__Information given__

━━━

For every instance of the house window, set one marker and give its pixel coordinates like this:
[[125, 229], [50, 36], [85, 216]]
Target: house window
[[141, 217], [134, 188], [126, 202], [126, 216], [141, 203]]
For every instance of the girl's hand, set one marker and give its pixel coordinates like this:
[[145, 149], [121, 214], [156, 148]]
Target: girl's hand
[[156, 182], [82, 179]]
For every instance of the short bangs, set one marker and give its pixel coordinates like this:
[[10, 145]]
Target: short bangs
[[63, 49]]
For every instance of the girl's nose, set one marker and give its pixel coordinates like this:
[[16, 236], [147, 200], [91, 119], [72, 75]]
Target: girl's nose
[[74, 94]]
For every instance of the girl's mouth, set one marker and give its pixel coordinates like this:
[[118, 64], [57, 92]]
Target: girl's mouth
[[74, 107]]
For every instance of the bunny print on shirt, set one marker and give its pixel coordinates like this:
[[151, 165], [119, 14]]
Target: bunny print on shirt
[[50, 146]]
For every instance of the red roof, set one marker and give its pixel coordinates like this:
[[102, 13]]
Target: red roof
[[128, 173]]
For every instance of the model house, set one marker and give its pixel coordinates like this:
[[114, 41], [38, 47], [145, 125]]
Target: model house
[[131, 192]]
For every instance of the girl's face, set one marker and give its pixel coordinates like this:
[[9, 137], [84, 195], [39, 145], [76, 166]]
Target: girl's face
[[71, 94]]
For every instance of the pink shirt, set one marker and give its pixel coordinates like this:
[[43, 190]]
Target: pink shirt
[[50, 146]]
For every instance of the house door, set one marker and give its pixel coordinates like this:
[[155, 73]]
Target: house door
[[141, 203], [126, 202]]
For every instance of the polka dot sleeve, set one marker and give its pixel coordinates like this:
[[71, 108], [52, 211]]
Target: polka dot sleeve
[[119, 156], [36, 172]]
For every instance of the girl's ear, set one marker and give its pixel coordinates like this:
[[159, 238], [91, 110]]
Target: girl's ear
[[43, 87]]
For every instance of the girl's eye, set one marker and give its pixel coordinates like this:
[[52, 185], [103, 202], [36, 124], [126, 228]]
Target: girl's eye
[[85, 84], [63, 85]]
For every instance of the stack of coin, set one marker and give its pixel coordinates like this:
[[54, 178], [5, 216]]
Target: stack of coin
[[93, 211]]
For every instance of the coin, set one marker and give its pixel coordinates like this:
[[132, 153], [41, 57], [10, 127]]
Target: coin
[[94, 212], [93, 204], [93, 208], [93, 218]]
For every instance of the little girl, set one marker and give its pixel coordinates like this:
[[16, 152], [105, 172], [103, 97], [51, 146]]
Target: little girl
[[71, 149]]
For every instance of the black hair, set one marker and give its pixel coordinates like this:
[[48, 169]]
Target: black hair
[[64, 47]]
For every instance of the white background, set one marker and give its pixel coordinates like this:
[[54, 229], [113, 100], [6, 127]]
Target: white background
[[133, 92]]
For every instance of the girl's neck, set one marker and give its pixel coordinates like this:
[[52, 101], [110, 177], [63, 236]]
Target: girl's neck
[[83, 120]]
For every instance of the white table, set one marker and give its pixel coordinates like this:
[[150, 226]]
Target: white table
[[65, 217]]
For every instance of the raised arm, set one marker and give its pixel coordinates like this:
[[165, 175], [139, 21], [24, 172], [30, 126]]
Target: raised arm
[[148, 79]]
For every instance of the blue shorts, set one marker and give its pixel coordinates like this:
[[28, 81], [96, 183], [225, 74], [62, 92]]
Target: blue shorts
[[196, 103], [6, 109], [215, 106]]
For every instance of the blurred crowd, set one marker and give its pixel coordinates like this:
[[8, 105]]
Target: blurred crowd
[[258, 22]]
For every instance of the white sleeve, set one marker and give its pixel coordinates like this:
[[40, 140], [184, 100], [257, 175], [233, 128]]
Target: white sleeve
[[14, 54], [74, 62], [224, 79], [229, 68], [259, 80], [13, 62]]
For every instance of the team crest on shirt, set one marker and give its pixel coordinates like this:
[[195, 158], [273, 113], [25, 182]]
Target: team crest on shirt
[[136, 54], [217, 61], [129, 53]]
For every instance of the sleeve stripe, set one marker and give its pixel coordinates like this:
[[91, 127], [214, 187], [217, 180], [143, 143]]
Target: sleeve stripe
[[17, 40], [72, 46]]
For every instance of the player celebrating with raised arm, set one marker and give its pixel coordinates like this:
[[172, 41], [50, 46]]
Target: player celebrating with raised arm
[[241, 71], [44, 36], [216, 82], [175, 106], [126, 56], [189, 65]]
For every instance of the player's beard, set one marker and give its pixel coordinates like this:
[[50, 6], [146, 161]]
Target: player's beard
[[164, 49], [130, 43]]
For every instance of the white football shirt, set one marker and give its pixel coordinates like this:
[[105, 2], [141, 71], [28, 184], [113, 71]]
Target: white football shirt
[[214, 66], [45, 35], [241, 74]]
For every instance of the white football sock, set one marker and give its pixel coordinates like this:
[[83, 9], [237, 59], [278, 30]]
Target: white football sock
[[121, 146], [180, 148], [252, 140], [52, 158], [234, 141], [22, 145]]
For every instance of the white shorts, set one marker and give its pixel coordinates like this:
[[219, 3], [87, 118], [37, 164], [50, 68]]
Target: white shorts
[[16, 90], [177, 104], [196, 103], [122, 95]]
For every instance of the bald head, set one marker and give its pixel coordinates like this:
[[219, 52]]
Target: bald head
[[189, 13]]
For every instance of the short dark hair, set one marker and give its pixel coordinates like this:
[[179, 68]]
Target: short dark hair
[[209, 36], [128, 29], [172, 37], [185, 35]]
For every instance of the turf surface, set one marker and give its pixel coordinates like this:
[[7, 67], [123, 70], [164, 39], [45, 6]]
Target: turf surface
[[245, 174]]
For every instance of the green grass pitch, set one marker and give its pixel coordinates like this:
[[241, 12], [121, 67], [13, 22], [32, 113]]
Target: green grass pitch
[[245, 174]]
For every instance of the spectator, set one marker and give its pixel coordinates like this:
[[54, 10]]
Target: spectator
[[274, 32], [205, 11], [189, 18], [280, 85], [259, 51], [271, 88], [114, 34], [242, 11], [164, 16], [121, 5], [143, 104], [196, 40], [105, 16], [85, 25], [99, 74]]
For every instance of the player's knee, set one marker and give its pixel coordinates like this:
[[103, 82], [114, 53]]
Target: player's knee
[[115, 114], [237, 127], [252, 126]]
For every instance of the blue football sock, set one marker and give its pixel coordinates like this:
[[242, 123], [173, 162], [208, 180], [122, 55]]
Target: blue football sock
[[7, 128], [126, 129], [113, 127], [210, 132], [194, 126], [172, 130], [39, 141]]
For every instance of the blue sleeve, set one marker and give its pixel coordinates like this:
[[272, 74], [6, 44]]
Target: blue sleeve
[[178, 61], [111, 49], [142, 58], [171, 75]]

━━━

__Objective__
Extract every line of the rows above, copying each one without any change.

__Result of the task__
For every instance of the house window, set one marker and give its pixel coordinates like this:
[[125, 229], [50, 36], [85, 216]]
Target: house window
[[141, 217], [134, 188], [126, 202], [126, 216], [141, 203]]
For every instance of the girl's hand, set one marker and give its pixel coordinates like this:
[[145, 149], [121, 214], [156, 148]]
Target: girl's hand
[[156, 182], [82, 179]]
For every instance of the short bangs, set one marker and give its pixel coordinates like this:
[[10, 145]]
Target: short bangs
[[63, 49]]
For every instance of the girl's nose, set one marker and give its pixel coordinates like this:
[[16, 236], [147, 200], [91, 119], [72, 75]]
Target: girl's nose
[[74, 94]]
For every instance of the girl's mouth, set one marker and give its pixel coordinates like this:
[[118, 64], [57, 92]]
Target: girl's mouth
[[74, 107]]
For every instance of the bunny print on shirt, set one marker and give its pixel coordinates like this:
[[151, 165], [119, 14]]
Target: bunny print on shirt
[[50, 146]]
For every instance of the red roof, set one marker and give its pixel coordinates like this:
[[102, 13]]
Target: red roof
[[128, 173]]
For every instance of the model house, set one marker and give its pixel coordinates like this:
[[114, 41], [38, 47], [145, 125]]
Target: model house
[[131, 192]]
For every instance of the girl's face, set one marker and give its pixel coordinates like this:
[[9, 137], [84, 195], [39, 145], [76, 166]]
Target: girl's face
[[71, 94]]
For every instance of the pink shirt, set one marker and give its pixel coordinates like this:
[[43, 190]]
Target: pink shirt
[[50, 146]]
For every instance of the house door, set one marker and give its pixel coordinates like this:
[[155, 73]]
Target: house door
[[141, 203], [126, 202]]
For every instance of the polka dot sleeve, set one marker and give its pixel coordinates like this:
[[71, 108], [52, 211]]
Target: polka dot sleeve
[[119, 156], [36, 172]]
For every instance of the girl's ear, set one marker and give its pixel coordinates like this:
[[159, 238], [91, 110]]
Target: girl's ear
[[43, 87]]
For every instance of the girl's eye, set one marker and give its pixel coordinates like this:
[[52, 185], [103, 202], [36, 124], [126, 228]]
Target: girl's eye
[[85, 84], [63, 85]]
For every instance of the stack of coin, set one marker and give its pixel coordinates like this:
[[54, 178], [5, 216]]
Target: stack of coin
[[93, 211]]
For every instance of the coin, set one marker and give its pixel coordinates like this:
[[132, 153], [41, 57], [10, 127]]
Target: coin
[[94, 212], [93, 204], [93, 208], [93, 218]]
For every instance of the little girl, set one marker and give its pixel coordinates like this:
[[16, 152], [105, 172], [103, 97], [51, 146]]
Target: little girl
[[71, 149]]
For every instance of the black hair, set one marker and give its pixel coordinates like this:
[[48, 169]]
Target: black hair
[[64, 47]]
For every instance of the white background, set one marker and give its pixel coordinates like this:
[[54, 229], [113, 100], [6, 127]]
Target: white background
[[133, 92]]
For every instance of the girl's neck, set one marker and give its pixel coordinates like this:
[[52, 101], [110, 177], [63, 236]]
Target: girl's neck
[[83, 120]]
For every instance of the white table, set one marker and give its pixel coordinates like this:
[[150, 226]]
Target: white table
[[65, 217]]
For every instance of the raised arm, set one marker and give its pixel coordinates like this:
[[165, 175], [139, 21], [24, 172], [30, 126]]
Target: raised arm
[[148, 79]]
For every instance of the blue shorts, set one marker and give its pixel coordinates like this:
[[28, 81], [96, 183], [225, 74], [62, 92]]
Target: blue shorts
[[196, 103], [6, 109], [215, 106]]
For every instance of the blurred crowd, set one marker and give its pixel coordinates like this:
[[8, 105]]
Target: blurred crowd
[[258, 22]]
For every instance of the white sleeve, set one marker and give its pixel coordinates like this:
[[40, 140], [184, 100], [257, 175], [233, 128]]
Target: white sleeve
[[14, 54], [74, 62], [224, 79], [229, 68], [259, 80], [13, 62]]
For every instance of the team crest on shirt, set one marker and give its pixel coordinates like this:
[[195, 158], [273, 113], [25, 182]]
Target: team crest on shirt
[[136, 54], [217, 61], [129, 53]]
For every instance of the sleeve stripe, set one marker and give its pixel coordinates like this:
[[91, 127], [214, 187], [217, 180], [143, 143]]
Target: sleeve stripe
[[17, 40], [72, 46]]
For every instance of the player celebrating with raised arm, set one marker and give its pixel coordinates like this:
[[172, 41], [50, 46]]
Target: player celebrating with raised arm
[[241, 71], [44, 36], [216, 82], [175, 106], [126, 56], [189, 65]]
For every instance of the player's beard, set one marker and give its pixel coordinates like this:
[[50, 6], [146, 161]]
Target: player's beard
[[164, 49], [130, 43]]
For every instance of the white football shirt, set one marker and give its pixel coordinates like this:
[[105, 2], [141, 71], [28, 184], [113, 71]]
Target: white football shirt
[[214, 66], [45, 35], [241, 74]]
For every instance of the white football sock, set one marker and give its pixel coordinates like this:
[[83, 9], [237, 59], [278, 30]]
Target: white football sock
[[121, 146], [180, 148], [252, 140], [52, 158], [234, 141], [22, 145]]
For every instance of the white shorts, set one marker and give its pixel coordinates like this:
[[219, 3], [87, 118], [37, 164], [50, 68]]
Target: white shorts
[[16, 90], [177, 104], [196, 103], [122, 95]]
For every instance of the bald head, set one marker and give its pixel coordinates like this:
[[219, 52]]
Target: bald head
[[189, 13]]
For every instance of the short dark hair, set one marker and give its pixel coordinates like this:
[[179, 68]]
Target: short dark hair
[[209, 36], [128, 29], [172, 37], [185, 35]]
For every instance of the turf surface, set one marker and give its pixel coordinates like this:
[[7, 67], [123, 70], [164, 39], [45, 6]]
Target: turf surface
[[245, 174]]
For every instance of the green grass pitch, set one marker and give its pixel coordinates like this:
[[241, 12], [121, 67], [13, 22], [32, 113]]
Target: green grass pitch
[[245, 174]]
For every instance of the spectator, set one marker and give its pixel coordinates like this:
[[54, 10]]
Target: spectator
[[274, 32], [205, 11], [189, 18], [280, 85], [259, 51], [271, 88], [114, 34], [242, 11], [164, 16], [121, 5], [143, 104], [196, 40], [105, 16], [85, 25], [99, 74]]
For every instance of the player's knee, set one marker and give its pixel coordinates like this:
[[103, 82], [114, 53]]
Target: player's knee
[[115, 114], [237, 127], [252, 126]]
For every instance of the blue football sock, set one marker and give its pixel coordinates like this:
[[242, 123], [173, 162], [208, 180], [122, 55]]
Target: blue football sock
[[7, 128], [126, 129], [113, 127], [210, 132], [194, 126], [172, 130], [39, 141]]
For every instance of the blue sleeve, set one marker and give its pixel coordinates like this:
[[272, 74], [6, 44]]
Target: blue sleeve
[[178, 61], [111, 49], [142, 58], [171, 75]]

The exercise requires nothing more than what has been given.